- WHAT THE TASK REQUIRES
Each line that holds the string "below" counts once. Say how many such lines the entries have, giving the number only.

Photo-based referring expression data:
######

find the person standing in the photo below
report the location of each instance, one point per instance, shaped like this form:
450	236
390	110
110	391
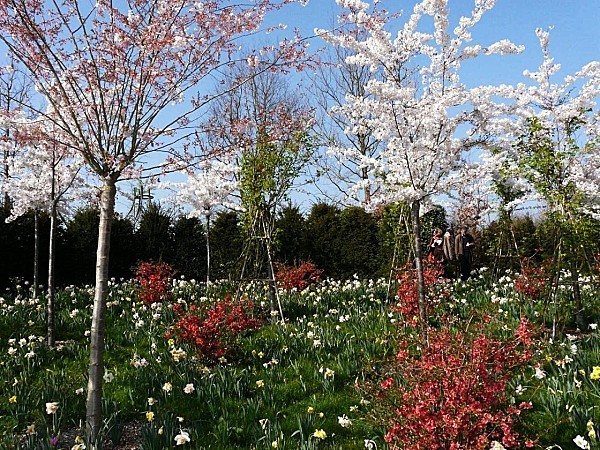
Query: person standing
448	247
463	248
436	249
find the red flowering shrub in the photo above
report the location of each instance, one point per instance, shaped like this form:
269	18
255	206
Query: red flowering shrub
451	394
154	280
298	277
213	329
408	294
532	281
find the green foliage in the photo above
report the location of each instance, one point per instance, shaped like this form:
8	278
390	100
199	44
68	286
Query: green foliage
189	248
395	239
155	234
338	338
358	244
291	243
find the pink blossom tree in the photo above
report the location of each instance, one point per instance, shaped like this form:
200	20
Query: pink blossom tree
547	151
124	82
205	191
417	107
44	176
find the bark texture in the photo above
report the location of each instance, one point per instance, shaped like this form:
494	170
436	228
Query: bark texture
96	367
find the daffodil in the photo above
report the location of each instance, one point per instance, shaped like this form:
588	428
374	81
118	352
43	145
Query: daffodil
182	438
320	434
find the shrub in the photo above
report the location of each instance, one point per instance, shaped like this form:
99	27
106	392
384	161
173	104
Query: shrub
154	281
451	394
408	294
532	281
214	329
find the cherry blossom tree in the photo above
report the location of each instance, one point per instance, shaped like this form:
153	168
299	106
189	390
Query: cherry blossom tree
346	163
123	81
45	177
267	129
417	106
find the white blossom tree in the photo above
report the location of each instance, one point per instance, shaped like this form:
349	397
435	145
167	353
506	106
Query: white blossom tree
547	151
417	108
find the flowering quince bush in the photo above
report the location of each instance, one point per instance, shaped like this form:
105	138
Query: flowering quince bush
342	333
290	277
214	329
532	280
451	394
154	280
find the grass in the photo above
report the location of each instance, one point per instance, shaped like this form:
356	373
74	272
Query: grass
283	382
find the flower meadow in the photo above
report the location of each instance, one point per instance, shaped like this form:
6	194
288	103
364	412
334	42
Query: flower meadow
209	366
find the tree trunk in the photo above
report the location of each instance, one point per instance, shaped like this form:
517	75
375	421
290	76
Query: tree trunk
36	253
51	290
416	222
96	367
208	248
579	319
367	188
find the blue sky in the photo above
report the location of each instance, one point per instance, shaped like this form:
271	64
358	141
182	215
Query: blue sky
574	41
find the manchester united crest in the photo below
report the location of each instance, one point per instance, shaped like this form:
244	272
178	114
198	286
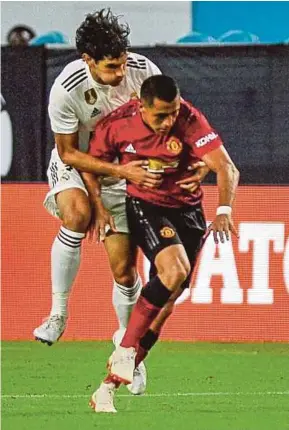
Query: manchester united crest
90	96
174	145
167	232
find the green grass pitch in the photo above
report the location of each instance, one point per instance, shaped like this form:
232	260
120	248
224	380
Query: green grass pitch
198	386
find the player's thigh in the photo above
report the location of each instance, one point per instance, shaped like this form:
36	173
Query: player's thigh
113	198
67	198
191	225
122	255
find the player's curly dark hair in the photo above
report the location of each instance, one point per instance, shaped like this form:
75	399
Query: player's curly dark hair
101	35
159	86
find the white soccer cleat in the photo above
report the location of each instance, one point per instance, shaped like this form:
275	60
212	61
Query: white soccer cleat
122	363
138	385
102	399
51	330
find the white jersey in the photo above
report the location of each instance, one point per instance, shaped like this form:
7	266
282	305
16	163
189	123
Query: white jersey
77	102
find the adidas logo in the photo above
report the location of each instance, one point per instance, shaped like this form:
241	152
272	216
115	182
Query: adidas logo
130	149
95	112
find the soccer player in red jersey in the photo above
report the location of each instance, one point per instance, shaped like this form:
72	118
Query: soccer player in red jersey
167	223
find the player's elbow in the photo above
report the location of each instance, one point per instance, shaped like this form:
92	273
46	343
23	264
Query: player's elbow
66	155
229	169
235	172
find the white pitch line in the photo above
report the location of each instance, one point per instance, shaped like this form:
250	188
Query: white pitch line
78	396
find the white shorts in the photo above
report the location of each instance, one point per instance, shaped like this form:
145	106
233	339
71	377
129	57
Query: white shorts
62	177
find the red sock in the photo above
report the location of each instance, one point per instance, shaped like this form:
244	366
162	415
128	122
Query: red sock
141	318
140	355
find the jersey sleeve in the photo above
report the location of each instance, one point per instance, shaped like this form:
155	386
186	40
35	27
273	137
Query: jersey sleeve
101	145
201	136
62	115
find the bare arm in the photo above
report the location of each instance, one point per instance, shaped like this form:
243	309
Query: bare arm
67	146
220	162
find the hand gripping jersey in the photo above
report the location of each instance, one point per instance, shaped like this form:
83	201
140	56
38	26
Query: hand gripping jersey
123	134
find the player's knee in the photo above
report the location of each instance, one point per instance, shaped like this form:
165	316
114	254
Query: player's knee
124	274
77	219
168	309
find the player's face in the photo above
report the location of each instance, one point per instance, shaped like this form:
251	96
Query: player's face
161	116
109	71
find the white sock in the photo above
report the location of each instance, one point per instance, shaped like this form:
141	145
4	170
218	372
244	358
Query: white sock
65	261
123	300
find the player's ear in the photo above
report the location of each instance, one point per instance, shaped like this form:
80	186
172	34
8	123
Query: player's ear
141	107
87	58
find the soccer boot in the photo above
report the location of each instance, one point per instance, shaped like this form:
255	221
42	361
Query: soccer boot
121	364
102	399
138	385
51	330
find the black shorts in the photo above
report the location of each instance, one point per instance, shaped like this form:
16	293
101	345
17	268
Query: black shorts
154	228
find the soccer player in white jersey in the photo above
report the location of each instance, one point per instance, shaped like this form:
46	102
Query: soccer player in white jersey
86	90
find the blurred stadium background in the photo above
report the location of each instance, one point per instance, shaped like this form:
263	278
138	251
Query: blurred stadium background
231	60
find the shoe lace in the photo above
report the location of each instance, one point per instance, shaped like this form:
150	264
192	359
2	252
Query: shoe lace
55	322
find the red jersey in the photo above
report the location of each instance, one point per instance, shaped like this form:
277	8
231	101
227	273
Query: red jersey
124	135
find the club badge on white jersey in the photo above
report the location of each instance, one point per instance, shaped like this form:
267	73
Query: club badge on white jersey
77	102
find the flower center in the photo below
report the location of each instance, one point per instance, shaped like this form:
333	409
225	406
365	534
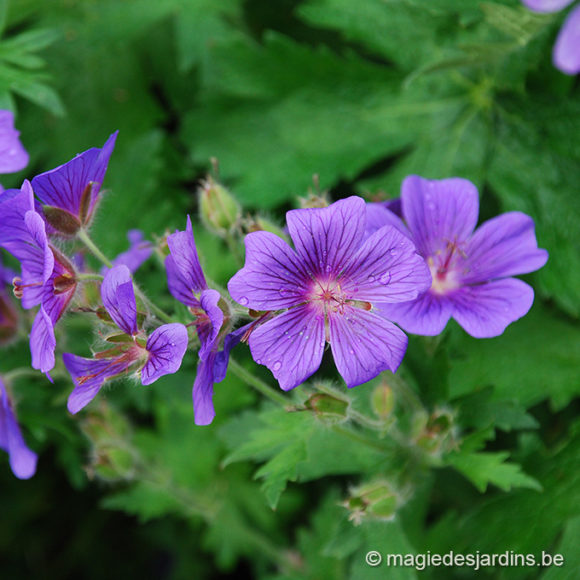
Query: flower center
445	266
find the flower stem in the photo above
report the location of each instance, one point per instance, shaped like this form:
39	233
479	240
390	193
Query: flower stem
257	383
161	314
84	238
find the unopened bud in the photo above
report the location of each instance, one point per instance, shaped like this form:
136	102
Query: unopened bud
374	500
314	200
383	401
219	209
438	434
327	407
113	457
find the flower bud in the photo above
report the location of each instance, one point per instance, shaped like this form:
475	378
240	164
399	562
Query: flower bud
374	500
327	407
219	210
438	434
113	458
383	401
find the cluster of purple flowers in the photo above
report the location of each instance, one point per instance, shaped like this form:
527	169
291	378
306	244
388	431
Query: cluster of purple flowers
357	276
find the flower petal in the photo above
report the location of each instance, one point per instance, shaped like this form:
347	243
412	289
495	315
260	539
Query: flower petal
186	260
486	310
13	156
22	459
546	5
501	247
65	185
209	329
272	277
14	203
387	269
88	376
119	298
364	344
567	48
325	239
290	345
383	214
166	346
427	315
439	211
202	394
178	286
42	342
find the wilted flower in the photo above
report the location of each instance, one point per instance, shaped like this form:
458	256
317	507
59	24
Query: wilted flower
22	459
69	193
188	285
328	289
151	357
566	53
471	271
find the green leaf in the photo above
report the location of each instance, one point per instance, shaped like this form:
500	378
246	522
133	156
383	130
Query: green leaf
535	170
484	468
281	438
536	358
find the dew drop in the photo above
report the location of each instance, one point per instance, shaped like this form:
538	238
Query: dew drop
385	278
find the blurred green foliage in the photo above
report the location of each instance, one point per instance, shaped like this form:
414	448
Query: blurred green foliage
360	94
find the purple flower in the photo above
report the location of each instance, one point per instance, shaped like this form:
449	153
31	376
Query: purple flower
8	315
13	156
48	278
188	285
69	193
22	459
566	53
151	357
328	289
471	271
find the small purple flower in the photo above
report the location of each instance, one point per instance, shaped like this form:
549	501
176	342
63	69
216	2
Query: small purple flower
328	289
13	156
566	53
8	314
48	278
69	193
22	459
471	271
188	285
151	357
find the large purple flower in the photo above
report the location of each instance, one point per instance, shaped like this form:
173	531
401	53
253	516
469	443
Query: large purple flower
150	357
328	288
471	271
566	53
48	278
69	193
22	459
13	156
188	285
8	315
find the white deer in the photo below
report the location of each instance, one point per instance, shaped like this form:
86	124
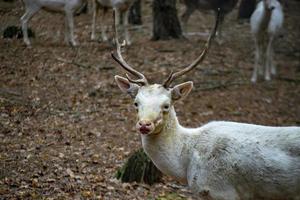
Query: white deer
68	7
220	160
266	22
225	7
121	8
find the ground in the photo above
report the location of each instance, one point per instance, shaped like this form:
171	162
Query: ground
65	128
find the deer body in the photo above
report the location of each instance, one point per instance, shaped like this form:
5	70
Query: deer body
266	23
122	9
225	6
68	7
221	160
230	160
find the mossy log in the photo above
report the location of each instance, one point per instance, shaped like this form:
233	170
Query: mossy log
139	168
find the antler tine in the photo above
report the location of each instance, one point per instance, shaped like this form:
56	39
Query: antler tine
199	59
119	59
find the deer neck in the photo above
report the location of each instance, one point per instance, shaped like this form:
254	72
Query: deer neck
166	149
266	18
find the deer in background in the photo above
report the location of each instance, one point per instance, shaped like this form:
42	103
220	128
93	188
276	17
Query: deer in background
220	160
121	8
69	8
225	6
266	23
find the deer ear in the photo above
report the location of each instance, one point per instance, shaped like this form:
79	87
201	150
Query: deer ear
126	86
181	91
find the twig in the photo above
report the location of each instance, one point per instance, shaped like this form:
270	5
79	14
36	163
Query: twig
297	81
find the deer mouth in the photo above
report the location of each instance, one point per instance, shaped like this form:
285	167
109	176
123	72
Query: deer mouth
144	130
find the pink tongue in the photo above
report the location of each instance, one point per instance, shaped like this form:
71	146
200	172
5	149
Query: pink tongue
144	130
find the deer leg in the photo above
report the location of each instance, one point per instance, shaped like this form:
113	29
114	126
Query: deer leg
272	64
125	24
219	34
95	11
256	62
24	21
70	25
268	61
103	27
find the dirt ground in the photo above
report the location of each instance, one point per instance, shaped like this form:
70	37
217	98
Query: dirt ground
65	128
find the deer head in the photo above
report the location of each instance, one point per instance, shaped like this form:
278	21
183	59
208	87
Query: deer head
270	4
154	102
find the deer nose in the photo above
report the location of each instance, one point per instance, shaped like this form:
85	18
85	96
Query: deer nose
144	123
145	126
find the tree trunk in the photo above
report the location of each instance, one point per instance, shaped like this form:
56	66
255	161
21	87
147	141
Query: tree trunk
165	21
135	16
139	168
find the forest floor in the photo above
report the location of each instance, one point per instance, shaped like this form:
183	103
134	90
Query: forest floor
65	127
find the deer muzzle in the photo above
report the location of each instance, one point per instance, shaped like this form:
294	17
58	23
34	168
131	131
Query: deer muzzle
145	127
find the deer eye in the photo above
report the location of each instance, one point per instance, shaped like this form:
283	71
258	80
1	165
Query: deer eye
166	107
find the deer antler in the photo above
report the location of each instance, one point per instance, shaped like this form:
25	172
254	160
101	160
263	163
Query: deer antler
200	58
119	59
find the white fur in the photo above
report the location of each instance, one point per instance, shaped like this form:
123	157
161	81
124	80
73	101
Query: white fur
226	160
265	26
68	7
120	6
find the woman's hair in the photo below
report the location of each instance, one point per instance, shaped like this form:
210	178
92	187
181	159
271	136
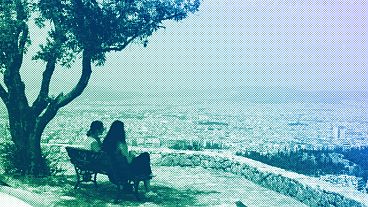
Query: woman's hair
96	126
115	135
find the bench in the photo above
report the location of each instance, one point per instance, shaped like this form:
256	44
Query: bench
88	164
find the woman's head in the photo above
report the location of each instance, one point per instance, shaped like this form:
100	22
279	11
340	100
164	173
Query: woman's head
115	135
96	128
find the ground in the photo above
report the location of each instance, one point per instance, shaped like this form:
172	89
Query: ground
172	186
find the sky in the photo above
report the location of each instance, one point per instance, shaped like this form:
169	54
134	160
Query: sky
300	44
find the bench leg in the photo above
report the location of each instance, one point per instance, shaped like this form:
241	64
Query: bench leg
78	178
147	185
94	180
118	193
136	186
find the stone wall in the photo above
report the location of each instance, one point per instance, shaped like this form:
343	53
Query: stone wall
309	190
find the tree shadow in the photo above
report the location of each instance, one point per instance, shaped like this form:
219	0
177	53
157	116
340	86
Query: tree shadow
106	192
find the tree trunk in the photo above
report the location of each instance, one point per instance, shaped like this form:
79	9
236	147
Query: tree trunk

######

- RESULT OF THIS TASK
5